TASK BRIEF | Gather every line below that contains the word "black". Matching is case-sensitive.

Data entries

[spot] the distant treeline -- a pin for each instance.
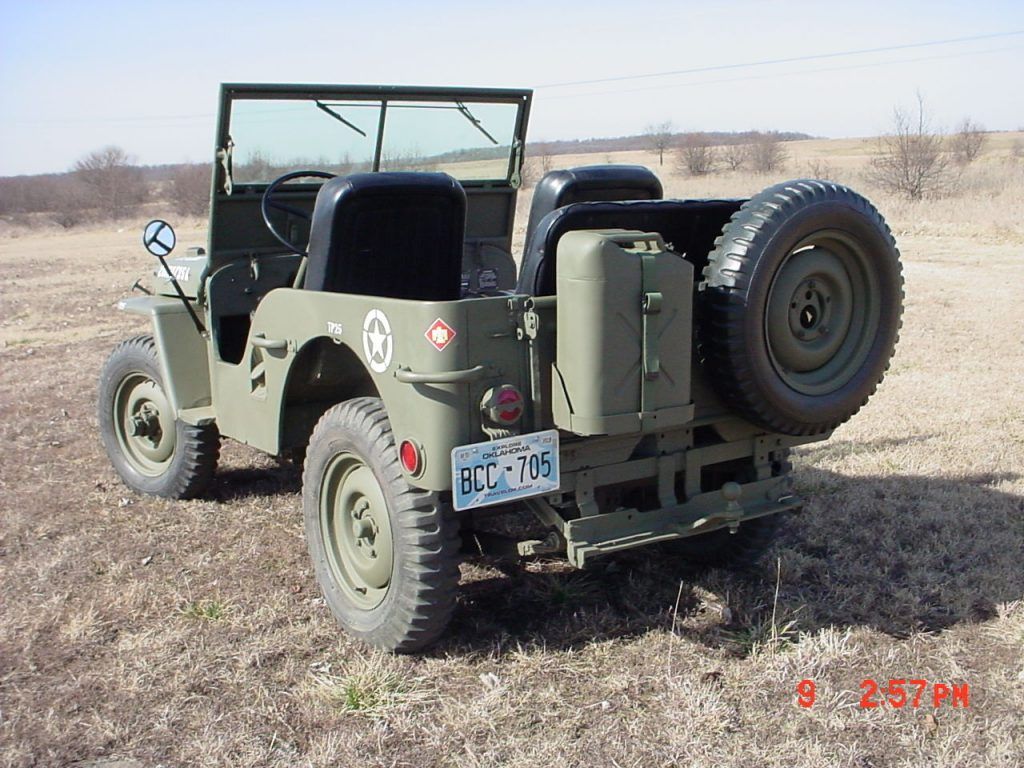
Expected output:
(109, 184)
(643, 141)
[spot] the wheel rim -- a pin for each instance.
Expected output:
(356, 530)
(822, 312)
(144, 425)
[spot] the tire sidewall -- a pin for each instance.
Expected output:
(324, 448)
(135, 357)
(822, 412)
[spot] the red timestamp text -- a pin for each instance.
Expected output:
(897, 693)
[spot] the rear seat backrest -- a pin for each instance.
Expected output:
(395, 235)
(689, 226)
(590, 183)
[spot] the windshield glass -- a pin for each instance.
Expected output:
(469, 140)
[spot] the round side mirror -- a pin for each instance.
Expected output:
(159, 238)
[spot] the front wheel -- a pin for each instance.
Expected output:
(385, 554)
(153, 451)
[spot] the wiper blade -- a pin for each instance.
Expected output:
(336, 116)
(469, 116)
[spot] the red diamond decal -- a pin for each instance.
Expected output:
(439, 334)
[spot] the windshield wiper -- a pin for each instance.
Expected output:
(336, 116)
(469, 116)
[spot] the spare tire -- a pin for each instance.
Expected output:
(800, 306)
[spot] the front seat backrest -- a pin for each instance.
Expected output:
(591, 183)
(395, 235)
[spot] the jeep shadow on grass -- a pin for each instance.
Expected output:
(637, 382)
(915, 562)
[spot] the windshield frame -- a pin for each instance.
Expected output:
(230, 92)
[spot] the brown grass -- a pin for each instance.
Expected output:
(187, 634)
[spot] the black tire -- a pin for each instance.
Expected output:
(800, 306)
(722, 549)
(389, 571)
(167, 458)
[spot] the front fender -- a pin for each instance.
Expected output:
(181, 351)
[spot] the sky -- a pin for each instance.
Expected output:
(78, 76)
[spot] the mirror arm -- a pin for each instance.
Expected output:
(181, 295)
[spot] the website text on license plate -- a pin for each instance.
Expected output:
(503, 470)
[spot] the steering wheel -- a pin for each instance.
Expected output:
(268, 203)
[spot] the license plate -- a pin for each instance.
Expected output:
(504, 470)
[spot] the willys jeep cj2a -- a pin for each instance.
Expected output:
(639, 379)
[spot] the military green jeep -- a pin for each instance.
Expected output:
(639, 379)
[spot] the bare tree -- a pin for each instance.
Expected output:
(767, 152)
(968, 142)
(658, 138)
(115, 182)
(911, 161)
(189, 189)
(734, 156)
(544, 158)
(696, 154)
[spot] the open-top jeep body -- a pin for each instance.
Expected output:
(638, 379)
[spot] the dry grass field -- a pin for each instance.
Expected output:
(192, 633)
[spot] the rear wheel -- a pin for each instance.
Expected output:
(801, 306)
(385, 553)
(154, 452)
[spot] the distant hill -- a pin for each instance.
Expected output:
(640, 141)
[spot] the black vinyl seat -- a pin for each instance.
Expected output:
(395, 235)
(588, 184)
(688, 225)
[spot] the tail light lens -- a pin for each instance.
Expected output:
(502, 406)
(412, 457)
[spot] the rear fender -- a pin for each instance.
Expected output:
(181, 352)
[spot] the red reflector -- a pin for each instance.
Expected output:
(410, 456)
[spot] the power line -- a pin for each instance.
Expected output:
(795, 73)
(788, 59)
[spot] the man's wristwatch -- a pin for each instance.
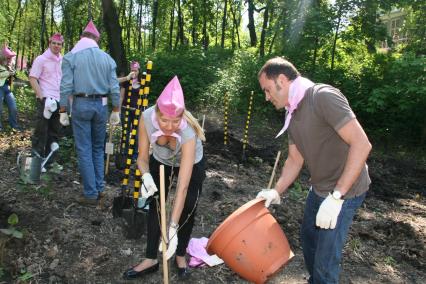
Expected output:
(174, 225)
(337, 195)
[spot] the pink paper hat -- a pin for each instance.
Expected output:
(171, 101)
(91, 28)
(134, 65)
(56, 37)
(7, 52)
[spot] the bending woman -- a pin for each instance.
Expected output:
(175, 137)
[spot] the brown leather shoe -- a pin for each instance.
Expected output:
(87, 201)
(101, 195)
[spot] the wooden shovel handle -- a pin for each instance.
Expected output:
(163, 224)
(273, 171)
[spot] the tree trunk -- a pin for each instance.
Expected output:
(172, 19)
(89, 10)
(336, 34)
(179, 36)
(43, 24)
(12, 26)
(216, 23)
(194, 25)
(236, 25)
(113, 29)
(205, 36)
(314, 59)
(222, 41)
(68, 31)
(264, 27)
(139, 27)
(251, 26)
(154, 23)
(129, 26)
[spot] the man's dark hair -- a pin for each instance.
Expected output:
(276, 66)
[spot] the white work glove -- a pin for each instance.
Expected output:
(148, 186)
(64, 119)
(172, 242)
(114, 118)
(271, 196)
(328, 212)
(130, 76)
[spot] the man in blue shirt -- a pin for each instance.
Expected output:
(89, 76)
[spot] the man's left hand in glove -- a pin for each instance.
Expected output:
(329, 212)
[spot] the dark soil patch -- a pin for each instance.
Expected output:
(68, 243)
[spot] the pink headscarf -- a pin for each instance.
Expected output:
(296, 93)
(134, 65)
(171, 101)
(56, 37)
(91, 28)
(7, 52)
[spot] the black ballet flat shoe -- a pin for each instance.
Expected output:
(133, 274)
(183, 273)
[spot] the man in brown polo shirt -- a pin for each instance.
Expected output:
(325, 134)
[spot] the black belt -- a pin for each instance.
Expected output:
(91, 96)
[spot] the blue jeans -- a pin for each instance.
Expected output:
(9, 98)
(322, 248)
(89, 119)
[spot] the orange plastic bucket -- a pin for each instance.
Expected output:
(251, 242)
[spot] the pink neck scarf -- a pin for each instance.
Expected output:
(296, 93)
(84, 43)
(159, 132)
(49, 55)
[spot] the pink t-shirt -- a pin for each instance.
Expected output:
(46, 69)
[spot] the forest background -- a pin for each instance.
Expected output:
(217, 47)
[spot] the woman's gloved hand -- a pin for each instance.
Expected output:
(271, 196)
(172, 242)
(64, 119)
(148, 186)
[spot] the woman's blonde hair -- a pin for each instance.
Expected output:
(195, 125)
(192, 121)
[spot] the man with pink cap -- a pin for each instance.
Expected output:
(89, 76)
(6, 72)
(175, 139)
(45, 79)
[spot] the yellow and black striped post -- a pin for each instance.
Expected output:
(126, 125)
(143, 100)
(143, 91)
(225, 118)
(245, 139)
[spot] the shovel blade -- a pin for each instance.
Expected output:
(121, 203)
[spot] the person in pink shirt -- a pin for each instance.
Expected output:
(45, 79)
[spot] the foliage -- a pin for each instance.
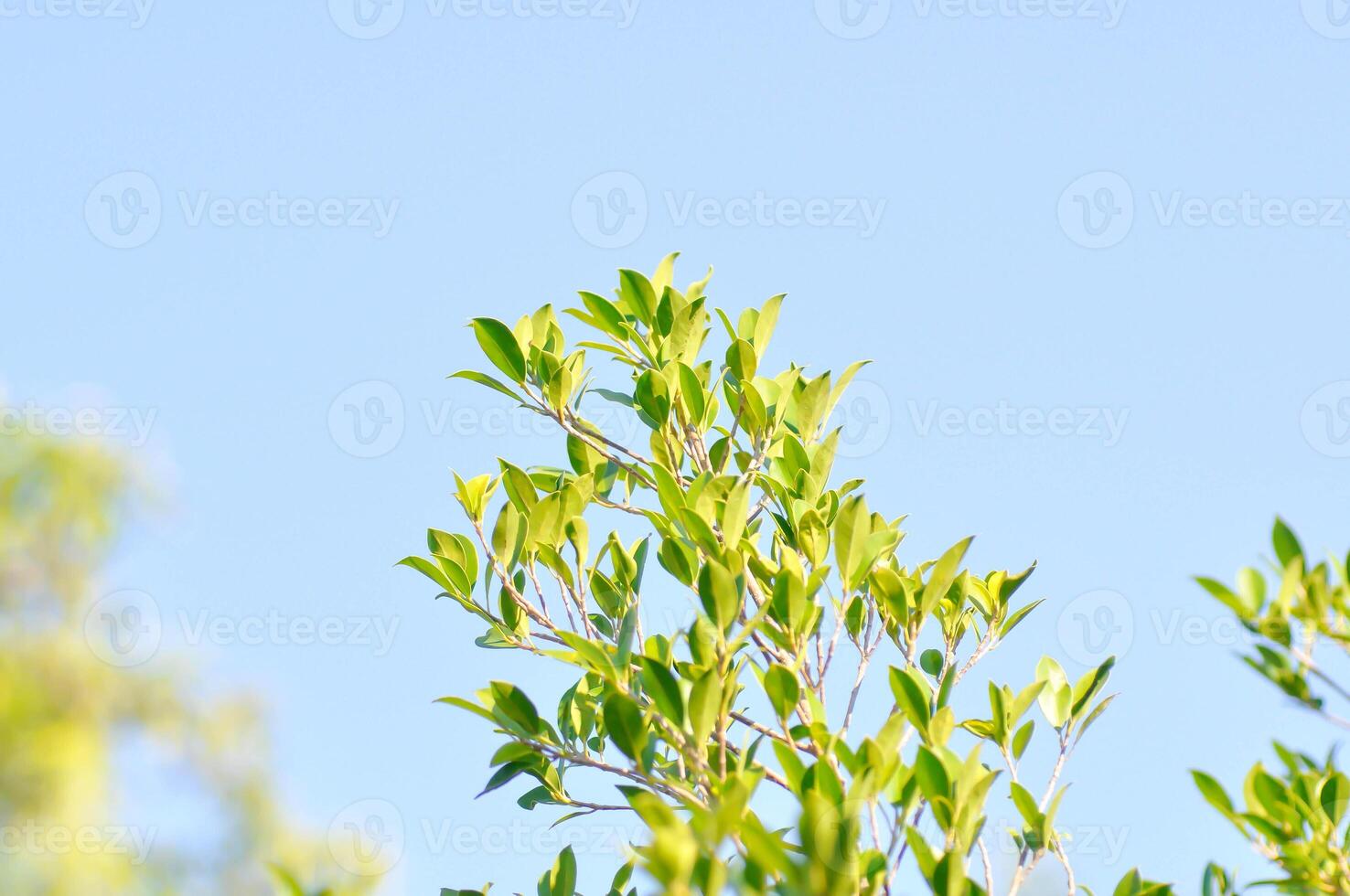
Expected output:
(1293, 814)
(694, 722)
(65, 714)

* * *

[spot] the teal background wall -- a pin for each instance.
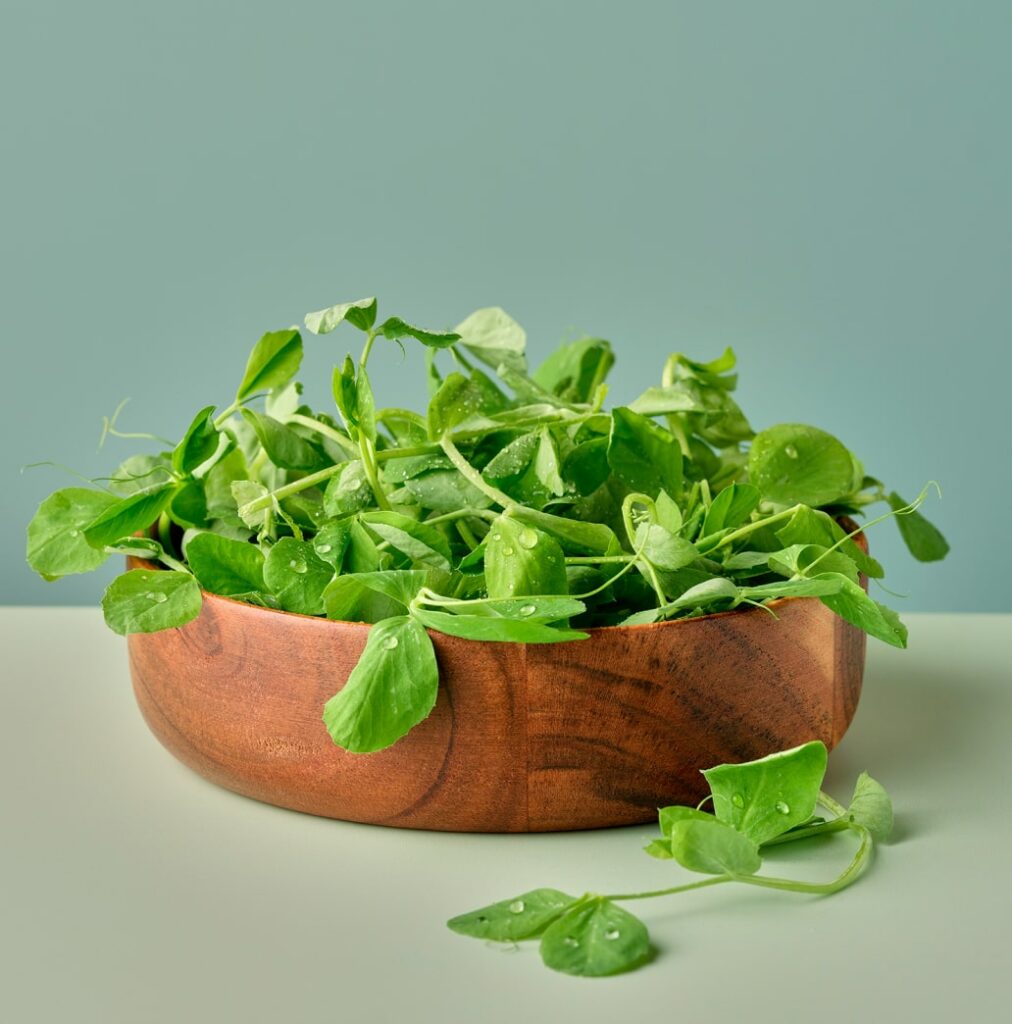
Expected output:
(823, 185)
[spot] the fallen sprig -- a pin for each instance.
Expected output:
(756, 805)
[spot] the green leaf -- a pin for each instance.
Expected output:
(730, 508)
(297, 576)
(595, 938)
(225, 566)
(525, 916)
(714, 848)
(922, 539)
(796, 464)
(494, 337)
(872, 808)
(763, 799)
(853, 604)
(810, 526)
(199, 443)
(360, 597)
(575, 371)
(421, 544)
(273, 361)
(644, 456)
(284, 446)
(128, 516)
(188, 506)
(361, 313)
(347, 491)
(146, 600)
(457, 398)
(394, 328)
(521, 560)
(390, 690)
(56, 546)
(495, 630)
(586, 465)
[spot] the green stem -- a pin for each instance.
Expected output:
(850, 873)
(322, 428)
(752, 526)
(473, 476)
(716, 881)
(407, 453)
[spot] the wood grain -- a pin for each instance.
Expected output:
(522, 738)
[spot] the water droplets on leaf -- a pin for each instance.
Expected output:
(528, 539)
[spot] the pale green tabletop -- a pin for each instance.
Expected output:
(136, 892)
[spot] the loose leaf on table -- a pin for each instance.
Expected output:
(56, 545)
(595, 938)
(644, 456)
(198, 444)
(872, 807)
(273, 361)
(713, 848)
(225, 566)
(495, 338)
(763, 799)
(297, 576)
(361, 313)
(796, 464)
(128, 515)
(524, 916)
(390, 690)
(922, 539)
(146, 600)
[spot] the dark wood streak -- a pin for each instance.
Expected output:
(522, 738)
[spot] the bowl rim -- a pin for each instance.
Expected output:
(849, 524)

FULL OUTPUT |
[spot] the black tire -- a pin for each instance.
[spot] the black vinyl seat -- a pin for each instance.
[spot] the black ballet flat shoe -- a pin for each instance.
[spot] the black belt -- a pin for each instance.
[spot] the yellow and black striped post -- a pin for each instance.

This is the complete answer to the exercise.